Problem statement: Which lines of the records contain the word "brown"? Show each of them, treating case as significant.
##### Entries provided
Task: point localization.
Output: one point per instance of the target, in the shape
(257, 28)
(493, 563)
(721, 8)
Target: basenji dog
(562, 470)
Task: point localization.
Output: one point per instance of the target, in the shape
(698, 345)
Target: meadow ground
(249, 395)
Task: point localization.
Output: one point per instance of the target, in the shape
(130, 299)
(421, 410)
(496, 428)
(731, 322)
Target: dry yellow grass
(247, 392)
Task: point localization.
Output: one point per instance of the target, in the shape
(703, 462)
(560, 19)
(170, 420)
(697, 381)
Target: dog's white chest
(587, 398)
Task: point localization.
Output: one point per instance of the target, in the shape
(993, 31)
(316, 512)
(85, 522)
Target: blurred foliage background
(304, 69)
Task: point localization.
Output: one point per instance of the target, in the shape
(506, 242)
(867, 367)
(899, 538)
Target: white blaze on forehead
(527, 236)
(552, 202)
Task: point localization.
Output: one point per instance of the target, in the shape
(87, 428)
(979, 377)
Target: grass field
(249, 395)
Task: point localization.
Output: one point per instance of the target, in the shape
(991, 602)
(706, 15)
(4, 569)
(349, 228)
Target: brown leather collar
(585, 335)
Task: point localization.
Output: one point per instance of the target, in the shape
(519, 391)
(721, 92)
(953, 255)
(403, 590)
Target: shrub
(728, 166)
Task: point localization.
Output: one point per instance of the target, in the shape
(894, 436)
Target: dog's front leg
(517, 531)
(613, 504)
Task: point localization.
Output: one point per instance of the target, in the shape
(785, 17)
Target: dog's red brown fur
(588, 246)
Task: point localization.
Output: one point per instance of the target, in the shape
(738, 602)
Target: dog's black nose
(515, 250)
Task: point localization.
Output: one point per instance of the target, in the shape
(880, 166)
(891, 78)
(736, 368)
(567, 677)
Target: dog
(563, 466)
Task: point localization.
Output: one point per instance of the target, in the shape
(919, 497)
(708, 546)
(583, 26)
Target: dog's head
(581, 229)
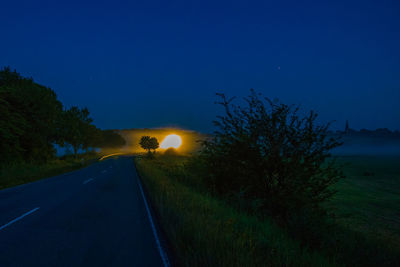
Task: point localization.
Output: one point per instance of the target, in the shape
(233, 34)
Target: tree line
(33, 121)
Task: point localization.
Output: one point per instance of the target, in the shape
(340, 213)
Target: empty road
(95, 216)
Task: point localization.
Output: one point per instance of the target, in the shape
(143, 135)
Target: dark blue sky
(157, 63)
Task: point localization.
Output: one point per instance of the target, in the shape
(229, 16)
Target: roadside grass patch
(20, 173)
(205, 231)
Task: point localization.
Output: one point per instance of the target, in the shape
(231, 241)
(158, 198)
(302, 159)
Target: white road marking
(163, 255)
(88, 180)
(19, 218)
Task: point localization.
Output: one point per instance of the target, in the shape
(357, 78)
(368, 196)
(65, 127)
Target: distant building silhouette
(346, 129)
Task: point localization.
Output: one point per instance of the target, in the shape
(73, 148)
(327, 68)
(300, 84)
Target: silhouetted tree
(29, 118)
(268, 156)
(145, 143)
(77, 128)
(149, 143)
(154, 144)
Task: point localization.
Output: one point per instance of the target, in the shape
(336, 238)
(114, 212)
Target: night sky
(159, 63)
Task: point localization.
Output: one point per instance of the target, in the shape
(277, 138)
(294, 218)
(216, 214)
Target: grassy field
(21, 173)
(368, 200)
(205, 231)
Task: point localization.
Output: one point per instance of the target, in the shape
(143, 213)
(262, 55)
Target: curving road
(95, 216)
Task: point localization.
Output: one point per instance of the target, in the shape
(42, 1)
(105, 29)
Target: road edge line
(18, 218)
(163, 254)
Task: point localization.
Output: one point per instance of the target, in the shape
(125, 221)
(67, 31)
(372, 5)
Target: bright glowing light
(171, 140)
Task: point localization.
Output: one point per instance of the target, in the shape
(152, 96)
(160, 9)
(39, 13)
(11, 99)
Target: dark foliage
(33, 120)
(149, 143)
(29, 119)
(269, 159)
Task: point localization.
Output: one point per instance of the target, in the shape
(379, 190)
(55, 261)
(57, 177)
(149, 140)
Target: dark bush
(270, 159)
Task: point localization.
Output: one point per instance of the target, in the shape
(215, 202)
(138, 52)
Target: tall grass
(204, 231)
(24, 172)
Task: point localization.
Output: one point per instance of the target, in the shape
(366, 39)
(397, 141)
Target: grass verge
(204, 231)
(21, 173)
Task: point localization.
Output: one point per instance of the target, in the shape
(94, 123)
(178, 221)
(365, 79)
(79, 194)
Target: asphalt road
(95, 216)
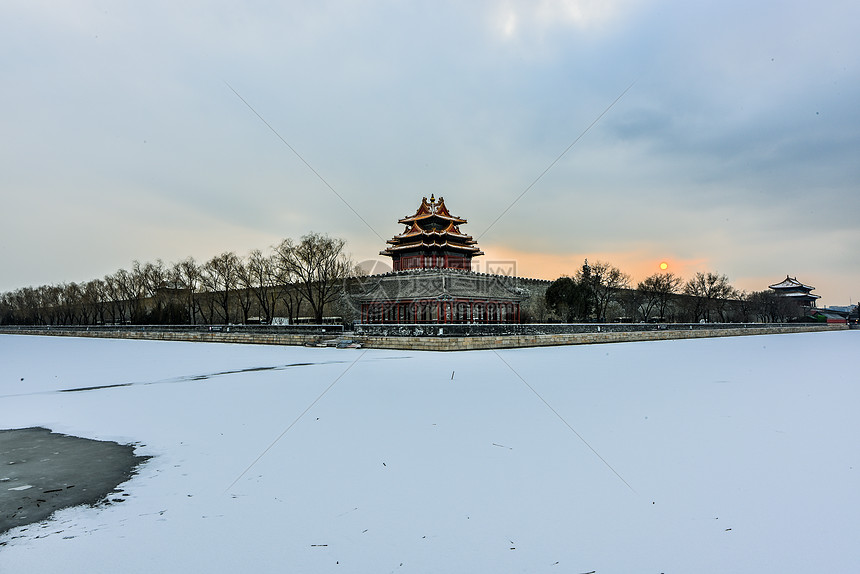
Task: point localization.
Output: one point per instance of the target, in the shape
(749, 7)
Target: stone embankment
(576, 335)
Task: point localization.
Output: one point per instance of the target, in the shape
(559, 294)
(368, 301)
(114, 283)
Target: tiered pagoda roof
(432, 229)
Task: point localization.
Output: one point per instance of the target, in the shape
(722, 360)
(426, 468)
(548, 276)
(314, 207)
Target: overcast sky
(736, 150)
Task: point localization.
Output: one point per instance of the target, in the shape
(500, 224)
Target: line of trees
(602, 292)
(292, 278)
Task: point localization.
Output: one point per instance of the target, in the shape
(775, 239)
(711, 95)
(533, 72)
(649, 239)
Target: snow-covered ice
(709, 455)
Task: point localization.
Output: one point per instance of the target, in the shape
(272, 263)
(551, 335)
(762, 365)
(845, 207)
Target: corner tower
(432, 240)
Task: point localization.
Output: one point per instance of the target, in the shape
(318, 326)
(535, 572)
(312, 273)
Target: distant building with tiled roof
(792, 288)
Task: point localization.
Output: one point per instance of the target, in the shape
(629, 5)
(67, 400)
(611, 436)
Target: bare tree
(260, 278)
(186, 276)
(605, 282)
(709, 292)
(220, 277)
(319, 265)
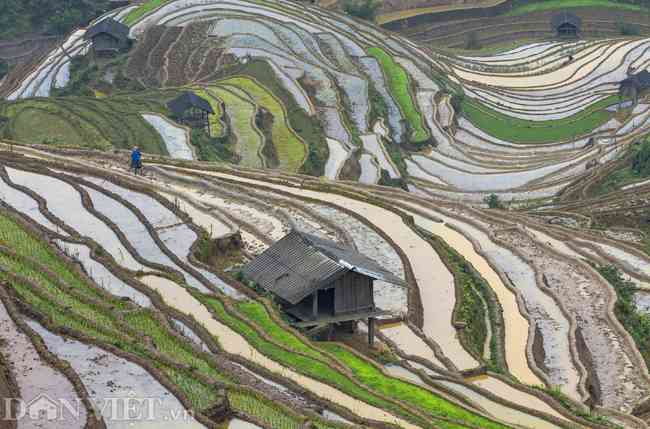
##########
Task response:
Target: brown leather collar
Target: dog's red brown fur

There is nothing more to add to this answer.